§ **Brief**
Scan the records for the string "chrome"; copy each line where it occurs.

§ **Record extracts**
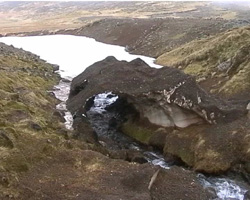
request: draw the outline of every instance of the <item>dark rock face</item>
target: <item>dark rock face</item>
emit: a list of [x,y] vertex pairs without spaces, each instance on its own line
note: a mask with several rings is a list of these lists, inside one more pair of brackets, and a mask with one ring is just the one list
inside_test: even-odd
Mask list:
[[[119,111],[126,119],[121,131],[162,149],[168,158],[208,173],[249,163],[250,124],[245,101],[216,98],[178,69],[154,69],[141,59],[126,62],[107,57],[73,79],[68,109],[82,116],[95,96],[104,92],[120,99],[107,109],[129,105]],[[117,126],[115,122],[111,125]]]

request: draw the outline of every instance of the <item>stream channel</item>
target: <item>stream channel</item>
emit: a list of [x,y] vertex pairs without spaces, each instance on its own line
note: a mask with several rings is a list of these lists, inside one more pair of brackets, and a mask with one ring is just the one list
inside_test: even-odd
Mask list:
[[[135,58],[141,58],[151,67],[160,68],[154,64],[154,59],[131,55],[125,51],[124,47],[104,44],[94,39],[71,36],[71,35],[51,35],[51,36],[30,36],[30,37],[5,37],[0,38],[0,42],[22,48],[40,56],[41,59],[49,63],[60,66],[58,73],[62,79],[54,87],[55,96],[62,102],[57,105],[57,109],[65,112],[65,126],[72,129],[72,115],[66,108],[66,100],[69,95],[70,81],[83,72],[91,64],[103,60],[107,56],[114,56],[118,60],[131,61]],[[65,81],[68,80],[68,81]],[[131,138],[124,136],[118,130],[110,129],[109,119],[115,117],[116,113],[109,113],[105,108],[117,100],[117,96],[111,93],[99,94],[94,99],[94,104],[87,115],[93,129],[99,138],[109,137],[113,140],[112,146],[120,148],[136,149],[144,151],[140,144]],[[98,116],[98,117],[96,117]],[[101,125],[101,127],[100,127]],[[107,145],[107,144],[106,144]],[[159,165],[162,168],[169,169],[171,166],[164,161],[159,152],[145,150],[143,152],[148,162]],[[232,180],[226,176],[205,176],[197,173],[197,177],[204,187],[213,188],[218,198],[217,200],[243,200],[246,190],[246,183]]]

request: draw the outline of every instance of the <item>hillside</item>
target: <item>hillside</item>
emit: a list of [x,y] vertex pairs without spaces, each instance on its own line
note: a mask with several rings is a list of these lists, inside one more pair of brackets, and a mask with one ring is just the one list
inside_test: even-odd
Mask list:
[[0,34],[79,28],[107,18],[225,19],[249,23],[249,3],[215,2],[0,2]]
[[194,40],[156,60],[194,75],[211,92],[246,96],[250,89],[250,27],[232,29]]

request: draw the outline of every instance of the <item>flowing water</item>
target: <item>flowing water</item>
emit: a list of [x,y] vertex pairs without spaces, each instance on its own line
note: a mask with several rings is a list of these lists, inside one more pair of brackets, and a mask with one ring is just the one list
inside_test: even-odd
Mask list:
[[[125,51],[124,47],[103,44],[95,41],[91,38],[71,35],[53,35],[53,36],[31,36],[31,37],[5,37],[0,38],[0,42],[4,42],[8,45],[13,45],[17,48],[23,48],[26,51],[30,51],[37,54],[41,59],[46,60],[49,63],[57,64],[60,66],[61,77],[68,80],[72,80],[75,76],[84,71],[91,64],[100,61],[107,56],[114,56],[118,60],[131,61],[135,58],[140,57],[151,67],[160,68],[161,66],[154,64],[154,59],[146,56],[131,55]],[[55,96],[62,102],[57,105],[57,109],[65,113],[65,126],[68,129],[72,128],[73,118],[71,113],[66,108],[66,100],[69,95],[70,82],[60,81],[55,86]],[[97,95],[94,100],[94,105],[90,109],[89,117],[91,115],[100,115],[100,120],[103,119],[102,115],[107,114],[106,106],[116,101],[117,97],[108,97],[109,94]],[[112,116],[113,117],[113,116]],[[96,119],[96,118],[95,118]],[[107,121],[102,121],[103,127],[106,126],[106,136],[114,139],[114,144],[117,148],[121,145],[124,148],[132,148],[140,150],[142,147],[132,141],[131,139],[122,136],[120,133],[119,137],[116,136],[116,131],[112,130],[110,134],[108,130]],[[106,124],[105,124],[106,123]],[[98,131],[98,126],[95,126],[95,122],[92,121],[93,127]],[[103,129],[102,127],[102,130]],[[101,132],[100,131],[100,132]],[[111,131],[111,132],[112,132]],[[126,141],[118,144],[120,139],[123,138]],[[123,142],[124,142],[123,141]],[[119,146],[120,145],[120,146]],[[144,151],[145,158],[154,165],[159,165],[165,169],[169,169],[168,163],[164,161],[161,154],[157,152]],[[206,177],[202,174],[197,174],[198,179],[204,187],[214,188],[220,200],[243,200],[246,189],[243,186],[239,186],[234,180],[225,177]]]

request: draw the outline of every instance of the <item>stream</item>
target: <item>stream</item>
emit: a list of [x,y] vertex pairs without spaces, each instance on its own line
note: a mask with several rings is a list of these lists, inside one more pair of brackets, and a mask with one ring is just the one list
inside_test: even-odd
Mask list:
[[[140,57],[151,67],[160,68],[154,64],[154,59],[146,56],[131,55],[125,51],[124,47],[100,43],[91,38],[71,35],[52,36],[31,36],[31,37],[6,37],[0,38],[0,42],[23,48],[37,54],[41,59],[49,63],[60,66],[58,73],[62,79],[54,87],[56,98],[62,102],[57,105],[57,109],[65,113],[65,126],[72,129],[73,117],[66,108],[66,100],[70,91],[70,81],[84,71],[91,64],[100,61],[107,56],[114,56],[118,60],[131,61]],[[65,81],[68,80],[68,81]],[[117,100],[117,96],[111,93],[99,94],[94,99],[94,104],[87,112],[93,129],[98,134],[103,145],[110,145],[111,148],[126,148],[143,151],[146,160],[153,165],[169,169],[171,166],[165,162],[160,152],[153,152],[144,149],[143,146],[123,135],[115,128],[110,128],[109,121],[115,118],[115,112],[108,112],[106,107]],[[105,138],[112,139],[112,144],[106,144]],[[213,188],[218,198],[217,200],[243,200],[246,184],[237,182],[228,177],[205,176],[197,173],[198,180],[204,187]]]

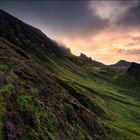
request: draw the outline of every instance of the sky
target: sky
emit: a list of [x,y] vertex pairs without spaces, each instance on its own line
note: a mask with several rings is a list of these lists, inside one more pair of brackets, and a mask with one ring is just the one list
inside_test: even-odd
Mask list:
[[39,28],[75,55],[140,63],[140,1],[1,0],[0,9]]

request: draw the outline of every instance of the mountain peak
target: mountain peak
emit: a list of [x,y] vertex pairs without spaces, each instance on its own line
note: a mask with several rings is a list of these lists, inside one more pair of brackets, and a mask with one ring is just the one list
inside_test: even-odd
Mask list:
[[129,62],[129,61],[126,61],[126,60],[119,60],[117,63],[116,63],[117,65],[130,65],[131,64],[131,62]]
[[81,53],[79,58],[86,59],[86,60],[92,60],[91,57],[87,57],[85,54]]
[[111,65],[112,67],[115,68],[123,68],[123,69],[127,69],[129,68],[131,65],[131,62],[126,61],[126,60],[119,60],[117,63]]

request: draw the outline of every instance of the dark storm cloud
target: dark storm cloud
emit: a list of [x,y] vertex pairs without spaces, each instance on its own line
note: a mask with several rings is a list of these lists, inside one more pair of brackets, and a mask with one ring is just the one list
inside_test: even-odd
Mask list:
[[137,4],[134,7],[131,7],[127,12],[120,16],[117,24],[132,28],[140,26],[140,1],[136,2]]
[[0,2],[0,8],[60,34],[95,34],[109,25],[109,21],[95,15],[85,1]]

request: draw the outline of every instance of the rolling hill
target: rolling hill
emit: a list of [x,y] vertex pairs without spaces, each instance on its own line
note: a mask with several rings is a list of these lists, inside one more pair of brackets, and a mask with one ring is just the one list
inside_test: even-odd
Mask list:
[[134,71],[75,56],[0,10],[0,140],[139,140]]
[[120,60],[116,64],[111,65],[111,67],[114,68],[122,68],[122,69],[128,69],[131,66],[131,62],[125,61],[125,60]]

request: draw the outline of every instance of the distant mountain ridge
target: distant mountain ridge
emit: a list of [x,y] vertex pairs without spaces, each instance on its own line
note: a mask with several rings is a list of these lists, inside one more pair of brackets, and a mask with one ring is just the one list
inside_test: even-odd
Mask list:
[[128,62],[126,60],[120,60],[118,61],[116,64],[110,65],[111,67],[114,68],[124,68],[124,69],[128,69],[131,66],[132,62]]

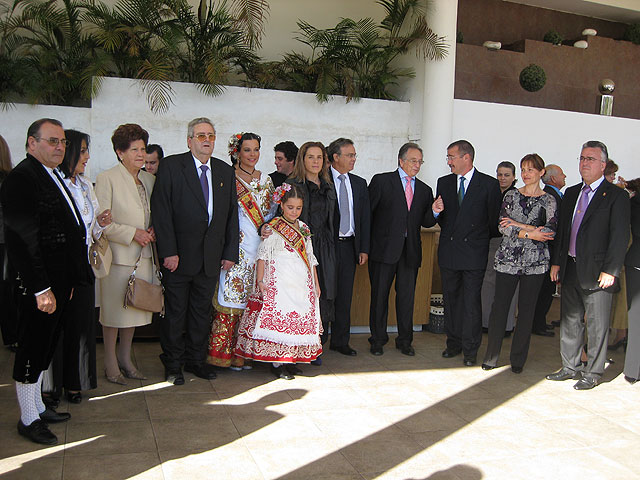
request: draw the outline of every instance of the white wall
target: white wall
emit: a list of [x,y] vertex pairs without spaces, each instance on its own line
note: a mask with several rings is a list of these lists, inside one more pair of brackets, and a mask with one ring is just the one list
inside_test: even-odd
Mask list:
[[[188,84],[173,84],[175,105],[168,114],[157,116],[134,81],[105,79],[102,93],[91,109],[17,105],[0,112],[0,134],[9,143],[14,164],[24,158],[27,127],[34,120],[50,116],[66,128],[89,132],[92,138],[91,178],[115,165],[111,134],[122,123],[136,122],[160,143],[167,154],[186,151],[186,125],[197,116],[209,116],[217,126],[214,154],[228,161],[226,143],[233,133],[253,131],[262,136],[258,168],[274,170],[273,146],[282,140],[300,145],[308,140],[331,140],[346,136],[356,143],[355,173],[369,180],[375,173],[396,166],[397,152],[409,138],[409,105],[406,102],[362,100],[345,104],[334,99],[319,104],[306,93],[247,90],[229,87],[220,97],[205,97]],[[547,163],[557,163],[567,174],[569,185],[577,183],[577,157],[587,140],[602,140],[625,178],[640,177],[640,120],[602,117],[542,108],[502,105],[468,100],[454,101],[453,135],[448,141],[465,138],[476,148],[476,167],[488,174],[502,160],[519,167],[527,153],[537,152]],[[425,158],[421,177],[435,187],[442,174],[446,152]],[[435,164],[435,162],[440,162]],[[518,175],[519,177],[519,175]]]
[[[145,95],[133,80],[107,78],[91,108],[92,161],[89,176],[115,165],[111,134],[122,123],[139,123],[149,131],[150,143],[162,145],[165,154],[187,150],[187,123],[209,117],[218,139],[214,155],[228,161],[229,137],[240,131],[262,136],[258,169],[275,170],[273,146],[292,140],[298,146],[310,140],[328,145],[344,136],[358,151],[355,173],[370,179],[397,165],[397,152],[407,141],[409,104],[363,99],[346,104],[336,98],[320,104],[314,94],[228,87],[218,97],[202,95],[195,86],[173,83],[174,105],[165,115],[149,111]],[[24,135],[24,134],[23,134]]]
[[[614,104],[615,111],[615,104]],[[601,140],[620,166],[624,178],[640,177],[640,120],[565,112],[497,103],[454,101],[453,137],[465,138],[476,149],[475,165],[494,174],[496,165],[516,165],[527,153],[538,153],[545,163],[560,165],[567,185],[580,181],[578,156],[587,140]],[[445,152],[438,161],[445,161]],[[520,182],[520,184],[522,184]]]
[[55,118],[65,128],[88,131],[91,123],[91,109],[79,107],[58,107],[55,105],[18,104],[0,111],[0,135],[9,144],[11,161],[17,165],[25,157],[27,129],[39,118]]

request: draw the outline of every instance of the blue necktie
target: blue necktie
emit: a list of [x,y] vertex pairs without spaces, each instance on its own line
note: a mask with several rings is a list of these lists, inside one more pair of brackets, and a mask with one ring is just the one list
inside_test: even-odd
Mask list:
[[200,170],[202,171],[200,174],[200,186],[204,195],[204,204],[209,209],[209,182],[207,182],[207,170],[209,170],[209,167],[201,165]]

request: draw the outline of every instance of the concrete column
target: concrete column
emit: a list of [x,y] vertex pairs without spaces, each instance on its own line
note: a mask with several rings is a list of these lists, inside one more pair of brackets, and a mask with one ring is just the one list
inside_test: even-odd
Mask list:
[[425,164],[419,177],[433,188],[439,177],[449,173],[446,148],[453,140],[453,91],[456,73],[456,33],[458,0],[431,0],[427,11],[429,26],[449,43],[444,60],[427,61],[424,67],[424,95],[420,146]]

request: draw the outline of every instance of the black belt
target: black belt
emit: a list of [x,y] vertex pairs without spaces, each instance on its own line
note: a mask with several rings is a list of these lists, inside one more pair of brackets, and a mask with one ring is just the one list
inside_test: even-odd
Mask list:
[[567,255],[569,260],[573,260],[573,263],[576,263],[576,257],[572,257],[571,255]]
[[351,235],[350,237],[338,237],[338,241],[340,242],[351,242],[355,239],[354,235]]

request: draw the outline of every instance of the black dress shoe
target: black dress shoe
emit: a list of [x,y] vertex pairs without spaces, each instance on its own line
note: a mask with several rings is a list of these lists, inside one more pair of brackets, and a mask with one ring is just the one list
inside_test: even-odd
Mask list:
[[615,352],[620,347],[622,347],[624,345],[624,342],[626,342],[626,341],[627,341],[627,337],[621,338],[616,343],[612,343],[611,345],[607,345],[607,350],[609,350],[610,352]]
[[184,375],[182,375],[182,370],[179,368],[165,368],[164,377],[169,383],[184,385]]
[[494,368],[496,368],[496,367],[494,367],[493,365],[488,365],[486,363],[482,364],[482,369],[483,370],[493,370]]
[[522,367],[516,367],[515,365],[511,365],[511,371],[513,373],[522,373]]
[[409,357],[413,357],[416,354],[416,351],[411,345],[396,345],[396,348],[400,350],[401,354],[407,355]]
[[379,357],[384,353],[384,351],[382,350],[382,345],[371,345],[369,351],[371,352],[371,355],[375,355],[376,357]]
[[627,377],[626,375],[624,376],[624,379],[629,382],[631,385],[633,385],[634,383],[636,383],[638,381],[637,378],[633,378],[633,377]]
[[44,412],[40,414],[40,419],[44,420],[47,423],[66,422],[70,418],[71,418],[70,413],[66,413],[66,412],[58,413],[53,408],[47,408]]
[[513,330],[506,330],[504,332],[504,338],[509,338],[511,336],[511,334],[513,333]]
[[462,363],[465,367],[473,367],[476,364],[476,357],[466,357]]
[[58,408],[58,405],[60,405],[60,399],[54,398],[49,394],[42,395],[42,402],[44,403],[44,406],[47,408]]
[[271,373],[273,373],[276,378],[282,378],[283,380],[293,380],[294,377],[284,368],[284,365],[280,365],[279,367],[274,367],[271,365]]
[[208,363],[202,363],[200,365],[186,364],[184,366],[184,371],[193,373],[196,377],[203,378],[205,380],[214,380],[216,378],[215,368],[213,368],[213,365],[209,365]]
[[580,372],[562,367],[559,372],[550,373],[545,378],[553,382],[562,382],[563,380],[577,380],[580,378]]
[[80,392],[66,392],[67,402],[69,403],[80,403],[82,402],[82,393]]
[[582,377],[578,382],[573,386],[576,390],[591,390],[593,387],[598,385],[598,380],[593,377]]
[[541,337],[553,337],[555,336],[555,332],[552,332],[551,330],[535,330],[533,332],[534,335],[539,335]]
[[560,320],[554,320],[553,322],[551,322],[551,326],[552,327],[559,327],[560,326]]
[[344,345],[342,347],[329,347],[329,350],[333,350],[334,352],[338,352],[349,357],[355,357],[358,354],[358,352],[356,352],[349,345]]
[[289,372],[291,375],[300,375],[302,373],[302,370],[300,370],[298,367],[296,367],[293,363],[287,363],[284,368],[287,370],[287,372]]
[[442,356],[444,358],[453,358],[453,357],[457,357],[458,355],[460,355],[460,350],[449,350],[448,348],[446,348],[443,352],[442,352]]
[[35,443],[42,443],[43,445],[55,445],[58,443],[58,437],[49,430],[47,424],[42,420],[36,420],[31,425],[25,425],[22,420],[19,420],[18,433]]

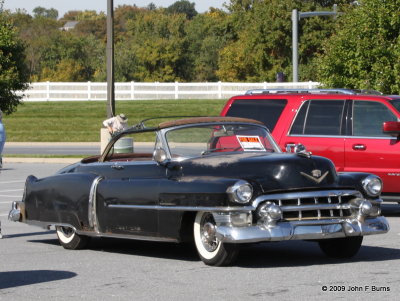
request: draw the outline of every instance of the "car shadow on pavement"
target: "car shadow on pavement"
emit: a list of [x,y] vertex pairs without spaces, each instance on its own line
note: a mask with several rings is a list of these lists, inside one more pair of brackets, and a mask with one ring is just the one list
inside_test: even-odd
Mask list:
[[327,257],[315,242],[287,241],[244,246],[236,265],[243,268],[271,268],[398,259],[400,259],[399,249],[374,246],[361,246],[359,252],[352,258],[334,259]]
[[16,237],[24,237],[24,236],[47,235],[47,234],[53,234],[53,233],[56,233],[56,231],[47,231],[47,232],[41,231],[41,232],[8,234],[8,235],[3,235],[3,238],[16,238]]
[[[28,240],[28,242],[60,245],[58,239],[32,239]],[[60,246],[60,248],[62,247]],[[118,238],[92,238],[86,249],[96,252],[119,253],[124,255],[157,257],[173,260],[200,260],[194,244],[190,243],[177,244]],[[77,252],[79,252],[79,250]]]
[[194,244],[150,242],[114,238],[92,239],[89,248],[94,251],[125,255],[157,257],[172,260],[199,261]]
[[[56,239],[30,240],[29,242],[51,245],[59,244]],[[200,261],[194,244],[190,243],[175,244],[113,238],[92,238],[88,250],[171,260]],[[242,268],[300,267],[399,259],[400,249],[366,245],[362,246],[353,258],[332,259],[325,256],[315,242],[285,241],[243,245],[234,266]]]
[[15,170],[15,168],[0,168],[0,172],[7,171],[7,170]]
[[64,280],[73,278],[75,276],[77,276],[77,274],[73,272],[50,270],[0,272],[0,290],[43,282]]

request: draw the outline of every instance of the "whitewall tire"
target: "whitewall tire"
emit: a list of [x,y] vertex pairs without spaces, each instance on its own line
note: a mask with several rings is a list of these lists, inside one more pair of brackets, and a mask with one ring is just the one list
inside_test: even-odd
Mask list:
[[193,225],[194,241],[201,260],[207,265],[231,264],[238,255],[236,244],[224,244],[216,237],[216,223],[210,212],[198,212]]
[[89,242],[89,237],[76,234],[71,227],[57,226],[57,237],[65,249],[78,250],[84,248]]

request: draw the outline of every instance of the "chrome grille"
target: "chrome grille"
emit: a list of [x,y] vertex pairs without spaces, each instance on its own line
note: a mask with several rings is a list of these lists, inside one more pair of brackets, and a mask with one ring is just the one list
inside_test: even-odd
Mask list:
[[354,190],[313,191],[261,196],[255,202],[273,202],[281,207],[284,220],[301,221],[349,217],[349,202],[358,197]]

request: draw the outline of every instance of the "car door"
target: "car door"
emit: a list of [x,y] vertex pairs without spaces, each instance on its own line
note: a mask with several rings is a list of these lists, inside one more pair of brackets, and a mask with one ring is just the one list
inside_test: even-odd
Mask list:
[[346,132],[346,100],[306,100],[292,123],[283,147],[303,144],[313,155],[333,161],[338,171],[344,168],[344,133]]
[[125,172],[130,172],[129,176],[105,178],[97,187],[100,232],[158,236],[156,206],[159,183],[166,178],[165,167],[154,161],[123,163],[121,166]]
[[[152,136],[152,137],[150,137]],[[92,189],[94,217],[100,233],[158,236],[159,183],[166,169],[158,165],[151,151],[143,152],[141,141],[156,141],[155,133],[125,135],[135,143],[123,151],[110,149],[104,162],[81,164],[77,170],[100,177]],[[149,143],[147,143],[149,144]]]
[[370,172],[384,181],[384,192],[399,190],[400,141],[382,132],[383,122],[397,121],[385,103],[354,100],[352,135],[345,141],[345,171]]

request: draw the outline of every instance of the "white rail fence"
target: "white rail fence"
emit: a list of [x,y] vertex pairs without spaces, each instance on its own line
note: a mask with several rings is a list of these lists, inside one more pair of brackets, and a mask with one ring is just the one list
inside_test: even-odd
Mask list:
[[[225,99],[250,89],[314,89],[318,82],[301,83],[115,83],[116,100]],[[38,82],[23,92],[23,101],[106,100],[104,82]]]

§ **Answer to this problem**
request: draw the outline of every instance of the "chrome grille"
target: "chrome grille"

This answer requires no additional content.